TO BE DONE: Locate each line in the records below that includes the word "jacket", and copy those lines out.

## START RECORDS FOR THIS TASK

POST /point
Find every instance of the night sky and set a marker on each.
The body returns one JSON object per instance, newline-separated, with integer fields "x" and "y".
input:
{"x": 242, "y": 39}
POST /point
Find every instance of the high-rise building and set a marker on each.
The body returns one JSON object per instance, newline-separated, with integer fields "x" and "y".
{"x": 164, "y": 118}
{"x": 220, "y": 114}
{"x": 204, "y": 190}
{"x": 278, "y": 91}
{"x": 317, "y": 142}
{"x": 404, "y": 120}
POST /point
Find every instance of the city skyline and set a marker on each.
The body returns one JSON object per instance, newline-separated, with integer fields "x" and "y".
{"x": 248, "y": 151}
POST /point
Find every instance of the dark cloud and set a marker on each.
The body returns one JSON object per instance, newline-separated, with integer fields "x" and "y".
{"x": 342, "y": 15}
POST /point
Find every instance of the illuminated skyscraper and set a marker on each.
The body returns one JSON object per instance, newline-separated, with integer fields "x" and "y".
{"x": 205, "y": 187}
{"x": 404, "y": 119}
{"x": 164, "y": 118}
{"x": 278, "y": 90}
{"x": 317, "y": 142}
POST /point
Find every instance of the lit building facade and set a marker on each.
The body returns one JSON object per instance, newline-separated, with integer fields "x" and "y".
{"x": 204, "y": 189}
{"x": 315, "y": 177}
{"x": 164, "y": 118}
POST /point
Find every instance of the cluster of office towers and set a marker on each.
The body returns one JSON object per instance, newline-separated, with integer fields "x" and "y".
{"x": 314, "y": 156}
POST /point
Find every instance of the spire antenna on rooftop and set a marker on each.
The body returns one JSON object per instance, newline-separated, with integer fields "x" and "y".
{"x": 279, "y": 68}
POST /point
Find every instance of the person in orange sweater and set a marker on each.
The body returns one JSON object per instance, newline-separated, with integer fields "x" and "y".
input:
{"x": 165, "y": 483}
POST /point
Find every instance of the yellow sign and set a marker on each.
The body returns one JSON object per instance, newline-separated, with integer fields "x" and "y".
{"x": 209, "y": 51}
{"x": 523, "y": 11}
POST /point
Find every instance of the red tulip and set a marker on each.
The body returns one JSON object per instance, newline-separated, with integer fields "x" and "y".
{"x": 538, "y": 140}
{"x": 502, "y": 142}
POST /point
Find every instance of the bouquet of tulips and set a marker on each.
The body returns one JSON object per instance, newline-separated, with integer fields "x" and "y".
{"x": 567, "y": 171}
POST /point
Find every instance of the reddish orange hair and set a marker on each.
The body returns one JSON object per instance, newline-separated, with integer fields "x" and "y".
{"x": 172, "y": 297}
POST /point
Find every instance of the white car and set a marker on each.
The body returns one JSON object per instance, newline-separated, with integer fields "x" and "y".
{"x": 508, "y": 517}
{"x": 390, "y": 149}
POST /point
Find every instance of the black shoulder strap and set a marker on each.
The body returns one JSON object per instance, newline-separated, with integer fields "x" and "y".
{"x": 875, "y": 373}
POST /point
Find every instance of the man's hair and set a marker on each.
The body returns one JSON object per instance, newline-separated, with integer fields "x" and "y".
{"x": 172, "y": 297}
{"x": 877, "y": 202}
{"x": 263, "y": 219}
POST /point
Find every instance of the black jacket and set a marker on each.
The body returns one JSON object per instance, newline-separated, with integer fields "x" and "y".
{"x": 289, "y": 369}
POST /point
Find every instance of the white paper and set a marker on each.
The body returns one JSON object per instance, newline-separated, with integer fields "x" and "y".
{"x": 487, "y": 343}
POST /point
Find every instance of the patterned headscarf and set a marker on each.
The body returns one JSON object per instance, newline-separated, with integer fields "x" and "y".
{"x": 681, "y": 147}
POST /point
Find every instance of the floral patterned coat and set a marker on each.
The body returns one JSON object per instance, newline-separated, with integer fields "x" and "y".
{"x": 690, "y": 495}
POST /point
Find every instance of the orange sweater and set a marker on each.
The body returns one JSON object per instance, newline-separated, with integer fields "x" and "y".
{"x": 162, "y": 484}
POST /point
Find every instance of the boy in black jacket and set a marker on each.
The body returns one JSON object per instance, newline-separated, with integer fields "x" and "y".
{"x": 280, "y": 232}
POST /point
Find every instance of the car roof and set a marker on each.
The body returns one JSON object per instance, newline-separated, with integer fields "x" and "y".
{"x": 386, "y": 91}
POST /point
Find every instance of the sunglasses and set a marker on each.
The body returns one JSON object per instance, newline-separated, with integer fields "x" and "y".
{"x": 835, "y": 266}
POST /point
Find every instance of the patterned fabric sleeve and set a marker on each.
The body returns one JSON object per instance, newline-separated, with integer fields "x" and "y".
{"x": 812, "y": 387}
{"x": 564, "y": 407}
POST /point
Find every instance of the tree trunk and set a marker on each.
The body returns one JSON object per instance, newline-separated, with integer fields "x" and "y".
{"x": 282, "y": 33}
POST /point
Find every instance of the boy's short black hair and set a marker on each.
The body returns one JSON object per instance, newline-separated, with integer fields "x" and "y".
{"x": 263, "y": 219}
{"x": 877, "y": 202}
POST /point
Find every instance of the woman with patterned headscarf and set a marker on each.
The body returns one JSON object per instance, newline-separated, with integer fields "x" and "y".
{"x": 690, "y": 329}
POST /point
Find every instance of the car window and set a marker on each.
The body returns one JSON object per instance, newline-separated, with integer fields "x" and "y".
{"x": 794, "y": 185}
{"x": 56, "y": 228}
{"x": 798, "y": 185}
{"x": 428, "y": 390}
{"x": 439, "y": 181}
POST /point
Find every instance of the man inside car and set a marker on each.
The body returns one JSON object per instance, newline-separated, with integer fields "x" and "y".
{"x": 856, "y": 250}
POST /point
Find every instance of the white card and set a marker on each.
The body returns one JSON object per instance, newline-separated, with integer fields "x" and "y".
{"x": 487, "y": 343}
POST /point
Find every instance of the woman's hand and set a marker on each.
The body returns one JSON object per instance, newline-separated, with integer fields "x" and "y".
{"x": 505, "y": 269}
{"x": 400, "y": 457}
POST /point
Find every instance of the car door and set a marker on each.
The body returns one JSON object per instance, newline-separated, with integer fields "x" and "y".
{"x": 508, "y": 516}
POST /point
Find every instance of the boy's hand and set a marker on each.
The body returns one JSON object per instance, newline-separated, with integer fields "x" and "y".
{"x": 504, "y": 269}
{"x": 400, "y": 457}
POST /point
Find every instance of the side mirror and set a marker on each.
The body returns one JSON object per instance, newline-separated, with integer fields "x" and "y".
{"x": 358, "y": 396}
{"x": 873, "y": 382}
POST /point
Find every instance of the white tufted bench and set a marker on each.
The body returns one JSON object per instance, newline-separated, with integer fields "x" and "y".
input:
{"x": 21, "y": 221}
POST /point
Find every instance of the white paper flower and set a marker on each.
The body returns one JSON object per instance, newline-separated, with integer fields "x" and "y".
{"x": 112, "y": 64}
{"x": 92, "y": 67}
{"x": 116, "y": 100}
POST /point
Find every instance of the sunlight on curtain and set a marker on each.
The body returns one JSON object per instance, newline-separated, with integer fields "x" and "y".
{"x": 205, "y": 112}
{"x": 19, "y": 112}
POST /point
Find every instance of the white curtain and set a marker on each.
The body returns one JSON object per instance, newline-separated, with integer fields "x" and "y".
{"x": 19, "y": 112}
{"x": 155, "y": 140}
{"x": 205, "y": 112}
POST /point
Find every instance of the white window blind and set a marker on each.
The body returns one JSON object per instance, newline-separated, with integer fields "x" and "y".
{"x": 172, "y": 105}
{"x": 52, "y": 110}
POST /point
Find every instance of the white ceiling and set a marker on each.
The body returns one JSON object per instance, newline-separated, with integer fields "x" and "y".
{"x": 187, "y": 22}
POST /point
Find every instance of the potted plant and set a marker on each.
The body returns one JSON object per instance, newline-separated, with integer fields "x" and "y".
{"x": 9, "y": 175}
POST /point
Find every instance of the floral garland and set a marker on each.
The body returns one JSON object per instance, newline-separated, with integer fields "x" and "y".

## END RECORDS FOR THIS TASK

FINAL RESULT:
Find every instance of the black jacket and set a marker on each.
Find every instance of the boy in black jacket and set a marker on each.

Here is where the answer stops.